Terrier IR Platform
2.2.1

uk.ac.gla.terrier.structures
Class DocumentIndexEncoded

java.lang.Object
  extended by uk.ac.gla.terrier.structures.DocumentIndex
      extended by uk.ac.gla.terrier.structures.DocumentIndexEncoded
All Implemented Interfaces:
Closeable, IndexConfigurable
Direct Known Subclasses:
DocIndexEncodedHash

public class DocumentIndexEncoded
extends DocumentIndex

A document index class which reads the .docid file and keeps its contents in a array of bytes in memory. This class reduces the memory overhead introduced when we use the class DocumentIndexInMemory, by decoding the information on the fly.

Version:
$Revision: 1.33 $
Author:
Vassilis Plachouras, Craig Macdonald

Field Summary
 
Fields inherited from class uk.ac.gla.terrier.structures.DocumentIndex
entryLength
 
Constructor Summary
DocumentIndexEncoded()
           
DocumentIndexEncoded(java.lang.String filename)
          A constructor for DocumentIndexInMemory that specifies the file to open.
DocumentIndexEncoded(java.lang.String path, java.lang.String prefix)
          The default constructor for DocumentIndexInMemory.
 
Method Summary
 FilePosition getDirectIndexEndOffset()
          Returns the ending offset of the current document's entry in the direct index.

Source excerpt ::
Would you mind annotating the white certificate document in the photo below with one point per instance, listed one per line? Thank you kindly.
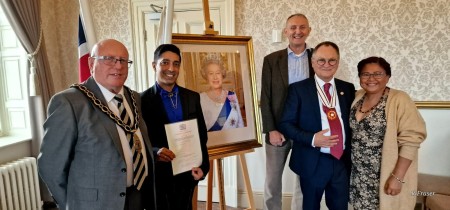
(184, 141)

Stated task ::
Continue the documentation page for the DocumentIndexEncoded class, starting right after its last line.

Exercise result ::
 FilePosition getDirectIndexStartOffset()
          Returns the starting offset of the current document's entry in the direct index.
 int getDocumentId(java.lang.String docno)
          Returns the id of a document with a given document number.
 int getDocumentLength(int docid)
          Returns the length of a document with a given id.
 int getDocumentLength(java.lang.String docno)
          Returns the document length of the document with a given document number .
 java.lang.String getDocumentNumber(int docid)
          Returns the number of a document with a given id.
 int getNumberOfDocuments()
          Returns the number of documents in the document index.
 void loadIntoMemory(java.io.DataInputStream dis, int numOfEntries)
          Loads the data from the file into memory.
static void main(java.lang.String[] args)
          A main method for testing the DocumentIndexEncoded class.
 void print()
          Prints to the standard error the document index structure, which is loaded into memory.
 boolean seek(int i)
          Overrides the seek(int docid) method of the DocumentIndex class.
 boolean seek(java.lang.String docno)
          Overrides the seek(String s) method of the super class.
 void setDocnoEntryLength(int l)
          Set the length of docnos in the index file
 
Methods inherited from class uk.ac.gla.terrier.structures.DocumentIndex
close, setIndex
 
Methods inherited from class java.lang.Object
equals, getClass, hashCode, notify, notifyAll, toString, wait, wait, wait
 

Constructor Detail

DocumentIndexEncoded

public DocumentIndexEncoded(java.lang.String path,
                            java.lang.String prefix)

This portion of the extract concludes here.